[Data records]
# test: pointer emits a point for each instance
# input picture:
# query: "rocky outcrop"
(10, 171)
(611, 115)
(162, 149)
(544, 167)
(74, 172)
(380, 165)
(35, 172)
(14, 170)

■ **AIM OF THE EXERCISE**
Every record must be transcribed exactly, with no line skipped.

■ **ANSWER BELOW**
# test: pointer emits a point for each instance
# input picture:
# query: "rocky outcrop"
(10, 171)
(611, 115)
(162, 149)
(544, 167)
(74, 172)
(380, 165)
(35, 172)
(14, 170)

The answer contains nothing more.